Retype the data exactly, so that every line matches the original.

═══ Excerpted records ═══

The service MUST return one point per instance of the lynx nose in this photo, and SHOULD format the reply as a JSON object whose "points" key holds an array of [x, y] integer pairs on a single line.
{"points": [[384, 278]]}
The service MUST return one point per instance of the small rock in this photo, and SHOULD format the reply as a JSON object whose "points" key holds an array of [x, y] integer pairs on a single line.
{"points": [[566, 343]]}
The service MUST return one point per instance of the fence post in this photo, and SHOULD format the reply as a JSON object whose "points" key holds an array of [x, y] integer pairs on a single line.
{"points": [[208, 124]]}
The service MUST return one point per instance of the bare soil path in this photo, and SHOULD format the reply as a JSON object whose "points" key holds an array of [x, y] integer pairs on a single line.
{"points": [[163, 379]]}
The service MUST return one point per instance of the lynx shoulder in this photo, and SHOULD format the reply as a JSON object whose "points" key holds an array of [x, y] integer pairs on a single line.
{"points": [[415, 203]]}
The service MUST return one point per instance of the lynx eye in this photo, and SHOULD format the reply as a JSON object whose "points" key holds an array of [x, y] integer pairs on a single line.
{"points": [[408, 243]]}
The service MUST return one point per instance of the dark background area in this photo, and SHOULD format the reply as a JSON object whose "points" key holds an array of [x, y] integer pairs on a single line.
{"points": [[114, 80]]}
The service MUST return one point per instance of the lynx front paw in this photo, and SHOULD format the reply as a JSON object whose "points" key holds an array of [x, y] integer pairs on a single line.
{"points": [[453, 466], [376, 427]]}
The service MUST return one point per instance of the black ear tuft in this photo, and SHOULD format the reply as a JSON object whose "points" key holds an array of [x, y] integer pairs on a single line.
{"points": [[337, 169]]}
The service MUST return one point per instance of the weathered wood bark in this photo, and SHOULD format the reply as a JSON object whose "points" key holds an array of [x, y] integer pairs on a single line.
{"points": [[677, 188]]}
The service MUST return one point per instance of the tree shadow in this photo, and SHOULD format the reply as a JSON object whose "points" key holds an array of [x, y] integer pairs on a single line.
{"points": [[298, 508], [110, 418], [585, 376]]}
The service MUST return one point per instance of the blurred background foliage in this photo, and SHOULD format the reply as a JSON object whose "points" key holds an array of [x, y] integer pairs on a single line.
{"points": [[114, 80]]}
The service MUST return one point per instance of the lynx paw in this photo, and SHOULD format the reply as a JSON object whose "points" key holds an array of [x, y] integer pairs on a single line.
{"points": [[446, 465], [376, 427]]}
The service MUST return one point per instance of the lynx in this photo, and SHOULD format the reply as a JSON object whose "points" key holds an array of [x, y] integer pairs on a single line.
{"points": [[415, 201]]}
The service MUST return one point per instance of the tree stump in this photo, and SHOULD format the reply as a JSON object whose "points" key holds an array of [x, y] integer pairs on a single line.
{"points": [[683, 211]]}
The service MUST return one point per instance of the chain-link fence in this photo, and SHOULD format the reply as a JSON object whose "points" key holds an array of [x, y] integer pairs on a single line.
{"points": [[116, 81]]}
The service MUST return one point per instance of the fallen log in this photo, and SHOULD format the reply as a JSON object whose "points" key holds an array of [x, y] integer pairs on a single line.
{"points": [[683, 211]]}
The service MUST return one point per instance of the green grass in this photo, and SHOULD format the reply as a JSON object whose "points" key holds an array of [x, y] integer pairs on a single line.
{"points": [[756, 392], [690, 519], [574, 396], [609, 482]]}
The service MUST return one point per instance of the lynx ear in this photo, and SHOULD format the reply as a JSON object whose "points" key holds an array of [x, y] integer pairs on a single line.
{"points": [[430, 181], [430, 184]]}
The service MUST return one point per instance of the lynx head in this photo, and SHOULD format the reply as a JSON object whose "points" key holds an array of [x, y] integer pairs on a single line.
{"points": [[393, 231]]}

═══

§ **Response below**:
The service MUST return one point per instance of the lynx nose in this photo, and SHOULD format the reply as a JSON object whose "points" key holds an array of [x, y] integer pairs on a single line.
{"points": [[384, 278]]}
The service MUST return one point per instance of the small rock in this photo, and SHOULD format the reply as a JSON object whose "points" key holds an array of [x, y] integer pairs on a single line.
{"points": [[566, 343]]}
The service MUST return one point per instance of the fence post in this photo, and SHOULD format the reply as a JSON object whose "points" key holds an array of [x, y] integer pairs on a single line.
{"points": [[208, 124]]}
The service MUST return one point per instance of the bare soil path in this photo, and SHOULD format the reply as a JSON object whose "points" key holds an array of [x, y] integer pairs on a single line.
{"points": [[163, 379]]}
The service MUST return one point per instance of the lynx shoulder in this photo, and SHOULD format the reply as a JSON object whose "points" key holds an array of [x, y] integer pairs on a single line.
{"points": [[415, 203]]}
The service MUST return one point per instance of the lynx eye in this photo, and SHOULD format the reply as a JSON object whose "points" key holds an array of [x, y] integer pairs on a single line.
{"points": [[408, 243]]}
The service MUST return one point per instance of the dark background area in this photo, and SHOULD format the reply as a JSON object whose "points" key holds an array of [x, y] integer pairs on a single line.
{"points": [[114, 80]]}
The service MUST return one point per instance of the lynx front paw in this photo, and SHOULD format the reply as a JSON object whose "points" key holds an array of [x, y] integer pairs on a single line.
{"points": [[453, 466], [376, 427]]}
The service MUST return one point per instance of the black ear tuft in this photo, and SHOULD format the reply as a JSON object whose "points" key holds an array of [x, y] integer pairs on a single line.
{"points": [[337, 169]]}
The service MUST return one point per instance of the weathered wood bark in this photo, and SHOULD format the reply as a JSON object whose "points" key holds an array of [x, y] integer pairs on a single line.
{"points": [[677, 188]]}
The service MUST return one point per instance of the tree shadow in this photo, and SHOULD format the reply as a JSON object whose "points" key holds an array of [x, y] integer pairs on a single line.
{"points": [[298, 508], [110, 418], [585, 376]]}
The service MUST return one point per instance of the blurred background foliage in this photo, and SHOULD format the reply as a JSON object whose "points" key holds an array of [x, y] integer pairs on a single line.
{"points": [[114, 80]]}
The service MUST return one point per instance of the lynx paw in this photo, and SHOULD format the reply as a JSON object whose "points" key holds an array of [x, y] integer pairs on a single line.
{"points": [[446, 465], [376, 427]]}
The service MUST return one point per instance of the lynx in this photo, and SHOULD format the reply as a JSON object whose "points" key holds an array of [x, y] integer pairs on a single line.
{"points": [[415, 201]]}
The service MUST return one point per instance of the tree stump in this photo, and SHOULD format the reply as a JSON object whose "points" key holds an array of [x, y] integer pairs on a single line.
{"points": [[683, 211]]}
The service MUST return one point per instance of the chain-link fence in this photo, and SHOULD format the reply as a JSON object whose "points" key holds an array of [x, y] integer pairs on a single line.
{"points": [[116, 81]]}
The service MUST return one point per instance of the fallen log in this photo, and SHOULD format the reply as a JSON object whose "points" key holds an array of [x, y] integer pairs on a single line.
{"points": [[683, 211]]}
The service MUST return one point per instance of the green grass in this photo, and SHOULD format the reply as a JSON object whose "points" key holds an array of [x, y] integer pairs on a single line.
{"points": [[756, 392], [690, 519], [574, 396], [609, 482]]}
The service MUST return one point per instance of the lynx ear in this photo, and SHOULD format the reply as a JSON object whose "points" key holds an array of [x, y] integer pairs on a single line.
{"points": [[430, 181], [430, 184]]}
The service MUST return one point per instance of the lynx head in this photo, and SHOULD format the reply as a JSON object whose "points" key holds an array of [x, y] integer pairs on a single line.
{"points": [[393, 231]]}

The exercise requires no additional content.